---------- DATA PROVIDED ----------

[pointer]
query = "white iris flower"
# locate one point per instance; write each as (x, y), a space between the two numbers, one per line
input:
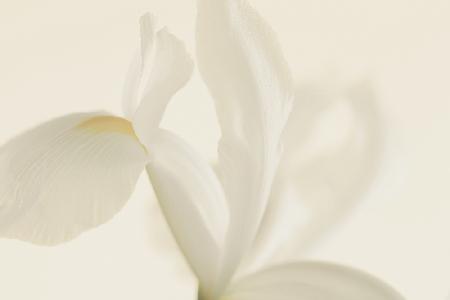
(74, 173)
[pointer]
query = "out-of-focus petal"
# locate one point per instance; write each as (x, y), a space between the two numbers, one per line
(192, 200)
(311, 281)
(67, 176)
(333, 151)
(244, 69)
(160, 69)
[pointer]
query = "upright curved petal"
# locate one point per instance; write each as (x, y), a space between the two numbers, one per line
(160, 69)
(244, 69)
(67, 176)
(327, 179)
(311, 281)
(192, 200)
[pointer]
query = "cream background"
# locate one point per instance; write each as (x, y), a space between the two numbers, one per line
(58, 57)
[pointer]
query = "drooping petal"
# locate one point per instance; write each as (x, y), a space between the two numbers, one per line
(192, 200)
(160, 69)
(311, 281)
(67, 176)
(242, 65)
(333, 150)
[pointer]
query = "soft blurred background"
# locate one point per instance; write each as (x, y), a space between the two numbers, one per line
(371, 140)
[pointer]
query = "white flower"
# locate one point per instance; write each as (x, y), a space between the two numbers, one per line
(74, 173)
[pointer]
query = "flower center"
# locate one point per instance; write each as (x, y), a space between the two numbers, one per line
(104, 124)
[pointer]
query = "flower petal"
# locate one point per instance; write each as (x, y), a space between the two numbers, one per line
(326, 171)
(192, 200)
(162, 67)
(240, 60)
(311, 281)
(66, 176)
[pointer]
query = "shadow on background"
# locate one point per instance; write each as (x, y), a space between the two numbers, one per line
(333, 146)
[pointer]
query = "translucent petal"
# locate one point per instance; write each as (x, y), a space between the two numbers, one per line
(66, 176)
(242, 65)
(192, 200)
(160, 69)
(311, 281)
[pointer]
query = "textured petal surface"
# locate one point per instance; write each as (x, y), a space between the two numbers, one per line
(334, 144)
(244, 69)
(192, 200)
(311, 281)
(67, 176)
(160, 69)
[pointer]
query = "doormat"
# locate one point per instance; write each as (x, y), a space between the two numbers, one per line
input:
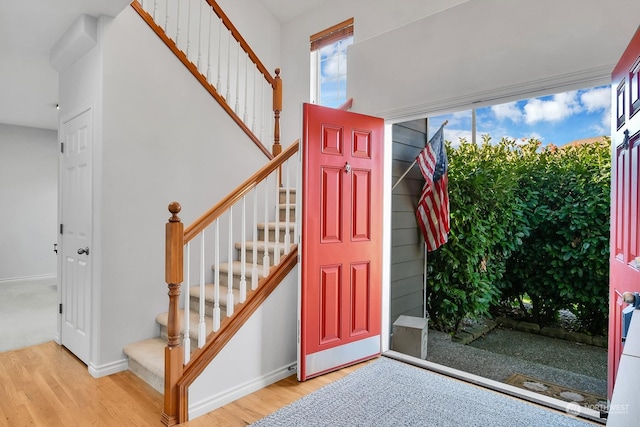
(568, 394)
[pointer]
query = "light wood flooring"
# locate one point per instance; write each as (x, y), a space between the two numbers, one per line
(46, 385)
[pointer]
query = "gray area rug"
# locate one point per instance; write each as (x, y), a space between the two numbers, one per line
(390, 393)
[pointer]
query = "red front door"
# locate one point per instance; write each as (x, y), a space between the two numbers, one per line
(625, 195)
(340, 295)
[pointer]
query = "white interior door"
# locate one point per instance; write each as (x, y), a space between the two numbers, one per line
(75, 187)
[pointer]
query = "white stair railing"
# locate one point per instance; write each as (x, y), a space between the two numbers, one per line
(207, 264)
(204, 38)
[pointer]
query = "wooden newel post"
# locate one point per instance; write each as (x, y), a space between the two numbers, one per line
(277, 108)
(173, 354)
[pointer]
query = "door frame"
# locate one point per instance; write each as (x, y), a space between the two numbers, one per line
(65, 118)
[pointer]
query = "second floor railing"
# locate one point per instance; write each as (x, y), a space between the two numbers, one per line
(203, 38)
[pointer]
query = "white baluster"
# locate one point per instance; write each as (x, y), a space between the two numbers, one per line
(230, 302)
(246, 89)
(188, 29)
(178, 25)
(200, 37)
(255, 91)
(202, 326)
(265, 258)
(287, 206)
(276, 251)
(209, 48)
(238, 80)
(186, 342)
(228, 98)
(254, 270)
(166, 17)
(243, 252)
(216, 278)
(219, 55)
(298, 205)
(262, 121)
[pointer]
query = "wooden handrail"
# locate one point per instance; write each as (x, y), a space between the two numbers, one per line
(229, 327)
(173, 354)
(245, 46)
(216, 211)
(275, 82)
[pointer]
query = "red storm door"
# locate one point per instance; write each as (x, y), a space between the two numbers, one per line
(624, 271)
(341, 271)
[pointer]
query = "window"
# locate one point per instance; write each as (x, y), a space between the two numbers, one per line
(559, 119)
(329, 64)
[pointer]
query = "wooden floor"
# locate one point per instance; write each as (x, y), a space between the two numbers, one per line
(46, 385)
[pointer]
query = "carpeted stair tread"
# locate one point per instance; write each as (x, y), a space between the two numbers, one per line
(163, 318)
(237, 265)
(272, 225)
(260, 245)
(146, 360)
(194, 291)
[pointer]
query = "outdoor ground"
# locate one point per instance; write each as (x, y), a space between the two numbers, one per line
(503, 352)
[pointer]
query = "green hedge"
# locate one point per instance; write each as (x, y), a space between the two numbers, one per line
(526, 223)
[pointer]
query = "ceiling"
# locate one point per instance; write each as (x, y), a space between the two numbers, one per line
(28, 31)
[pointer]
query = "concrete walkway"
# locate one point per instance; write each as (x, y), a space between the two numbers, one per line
(503, 352)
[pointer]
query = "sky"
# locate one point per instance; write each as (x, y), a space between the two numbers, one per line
(557, 119)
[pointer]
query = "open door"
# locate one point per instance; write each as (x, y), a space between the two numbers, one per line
(624, 267)
(341, 258)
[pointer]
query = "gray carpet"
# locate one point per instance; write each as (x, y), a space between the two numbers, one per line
(390, 393)
(28, 313)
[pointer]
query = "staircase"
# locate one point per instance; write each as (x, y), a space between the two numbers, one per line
(146, 358)
(206, 312)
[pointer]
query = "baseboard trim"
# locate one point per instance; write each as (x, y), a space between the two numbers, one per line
(214, 402)
(109, 368)
(29, 278)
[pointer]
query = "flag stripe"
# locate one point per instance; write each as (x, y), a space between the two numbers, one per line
(433, 207)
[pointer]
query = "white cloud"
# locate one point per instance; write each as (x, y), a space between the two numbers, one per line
(454, 135)
(509, 111)
(334, 60)
(596, 99)
(559, 107)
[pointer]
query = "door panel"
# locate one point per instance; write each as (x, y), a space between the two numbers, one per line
(341, 272)
(75, 219)
(625, 201)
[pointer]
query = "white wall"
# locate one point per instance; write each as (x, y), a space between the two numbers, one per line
(371, 18)
(484, 52)
(164, 139)
(259, 354)
(28, 190)
(414, 58)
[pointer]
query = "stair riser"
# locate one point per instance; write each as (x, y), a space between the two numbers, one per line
(192, 339)
(224, 279)
(249, 258)
(292, 214)
(194, 303)
(272, 234)
(283, 196)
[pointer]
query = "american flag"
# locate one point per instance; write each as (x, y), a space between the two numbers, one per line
(433, 207)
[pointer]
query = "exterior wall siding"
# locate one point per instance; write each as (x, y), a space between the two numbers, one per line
(407, 247)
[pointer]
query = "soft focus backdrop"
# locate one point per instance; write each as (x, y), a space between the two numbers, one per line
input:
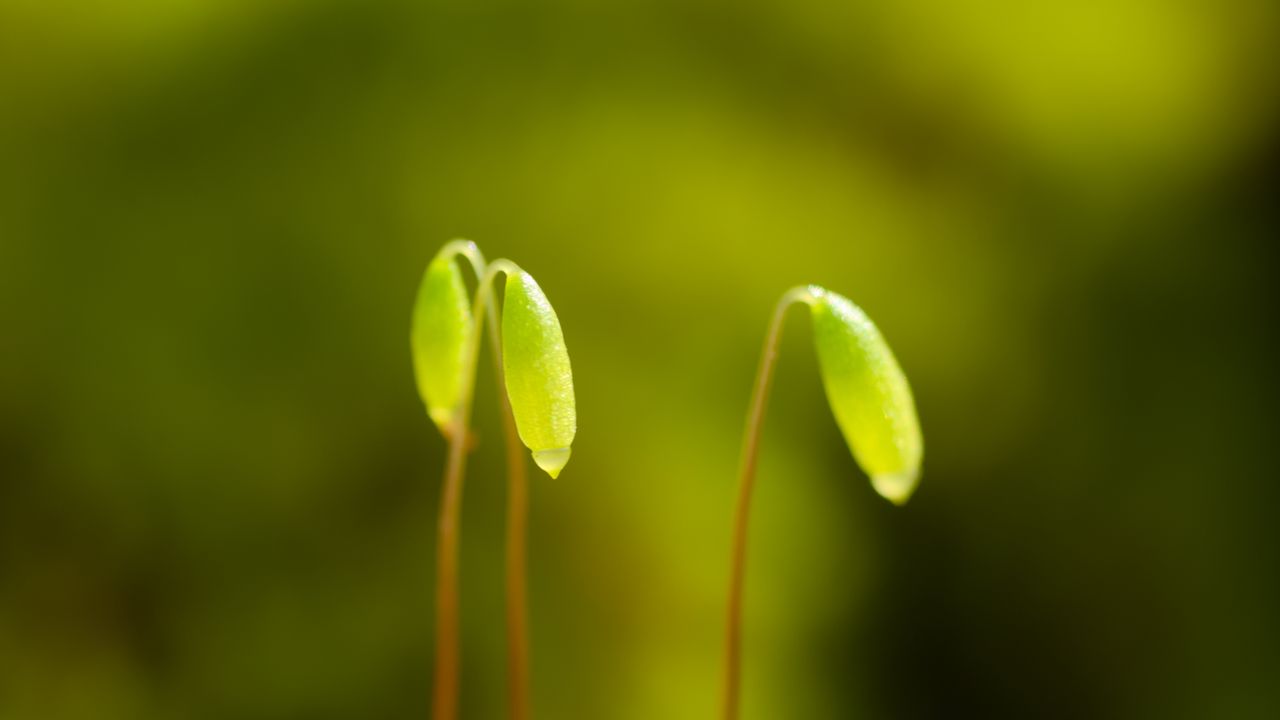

----------

**WHAT THE TASK ASKS:**
Return every line above that contains the word "gray", copied in full. Case counts.

**COMPLETED EXERCISE:**
query = "gray area rug"
query = "gray carpet"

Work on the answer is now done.